Instruction.
Return every line of the entries below word for word, with nothing changed or left out.

Collected data.
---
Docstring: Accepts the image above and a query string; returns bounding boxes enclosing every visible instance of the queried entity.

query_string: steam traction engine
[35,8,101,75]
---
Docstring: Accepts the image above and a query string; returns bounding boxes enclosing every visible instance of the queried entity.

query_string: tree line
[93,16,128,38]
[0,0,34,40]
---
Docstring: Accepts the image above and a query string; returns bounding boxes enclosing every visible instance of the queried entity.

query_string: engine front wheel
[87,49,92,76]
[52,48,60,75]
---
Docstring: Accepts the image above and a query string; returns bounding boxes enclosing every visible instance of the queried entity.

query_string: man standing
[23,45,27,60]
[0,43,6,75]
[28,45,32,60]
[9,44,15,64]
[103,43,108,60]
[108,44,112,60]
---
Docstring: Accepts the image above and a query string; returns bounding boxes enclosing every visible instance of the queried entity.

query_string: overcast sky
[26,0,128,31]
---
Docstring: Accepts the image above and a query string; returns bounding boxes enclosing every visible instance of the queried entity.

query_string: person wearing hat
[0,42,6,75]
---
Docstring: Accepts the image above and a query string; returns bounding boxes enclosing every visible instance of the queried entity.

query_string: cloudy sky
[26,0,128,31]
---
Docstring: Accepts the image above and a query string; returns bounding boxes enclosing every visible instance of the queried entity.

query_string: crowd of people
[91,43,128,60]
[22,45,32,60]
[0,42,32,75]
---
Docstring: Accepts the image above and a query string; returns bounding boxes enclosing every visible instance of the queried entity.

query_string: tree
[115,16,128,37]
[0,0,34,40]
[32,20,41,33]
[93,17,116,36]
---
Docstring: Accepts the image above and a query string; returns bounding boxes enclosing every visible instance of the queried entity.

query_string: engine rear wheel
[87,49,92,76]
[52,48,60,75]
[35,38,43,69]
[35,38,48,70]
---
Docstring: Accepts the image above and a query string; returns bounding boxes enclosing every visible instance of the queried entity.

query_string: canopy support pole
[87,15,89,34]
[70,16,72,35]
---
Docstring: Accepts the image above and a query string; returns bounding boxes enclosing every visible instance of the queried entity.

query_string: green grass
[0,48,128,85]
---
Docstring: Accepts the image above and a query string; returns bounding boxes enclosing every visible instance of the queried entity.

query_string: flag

Reply.
---
Docstring: Accepts the image above and a query string; returns bounding boxes enclosing every visible instance of the queried entity.

query_string: steam traction engine
[35,8,101,75]
---
Docstring: Accepts the image above and a query string; returns bounding boxes enclosing every visible instance of the queried entity.

query_string: tree line
[93,16,128,38]
[0,0,34,40]
---
Docstring: Accepts the image above and a query string; returns bounding boxes enclosing every visible instance of the queried entity.

query_string: engine front wheel
[87,49,92,76]
[52,48,60,75]
---
Docstring: Accepts the image above and a query string; returns bounding boxes enclosing every visible instance of the queried entity.

query_string: man standing
[23,45,27,60]
[0,43,6,75]
[28,45,32,60]
[9,44,15,64]
[103,43,108,60]
[108,44,112,60]
---
Docstring: Accepts the image above and a query string; returns bounding boxes enclosing every visible instance of the queried entity.

query_string: overcast sky
[26,0,128,31]
---
Docstring: Accepts the image above and a query string; returns bounding boxes enclosing every visible instance of the queried entity.

query_string: person wearing hat
[0,42,6,75]
---
Docstring: Accepts the image above and a query string; returns bounding boxes enclosing every visible instance of the queried entity.

query_string: cloudy sky
[26,0,128,31]
---
Docstring: Accepts the image above and a query string; returns bounding boxes enclosing every visible instance of the queried entity.

query_string: crowd of people
[91,43,128,60]
[22,45,32,60]
[0,42,32,75]
---
Docstring: Accepts the image above and a query string; returns bounding boxes enclosing every visible instance of the queried entity.

query_string: tree
[115,16,128,37]
[0,0,34,40]
[32,20,41,33]
[93,17,116,36]
---
Docstring: Accepts the image above and a query string; returns bounding boxes enclosing every visible instance of the queried entity.

query_string: engine rear wheel
[87,49,92,76]
[52,48,60,75]
[35,38,43,69]
[35,38,48,70]
---
Docstring: Accepts the image above and a query string; returns bounding boxes enclosing every visible instance of the queried entity.

query_string: canopy support pole
[87,15,89,34]
[70,16,72,35]
---
Docstring: Accepts the image above and a query string; returns bounding boxes enclosing every visible instance of the queried entity.

query_string: green grass
[0,48,128,85]
---
Docstring: Accepts the image above and a query string; returns bounding boxes enclosing every visible instance of the queried entity.

query_string: flag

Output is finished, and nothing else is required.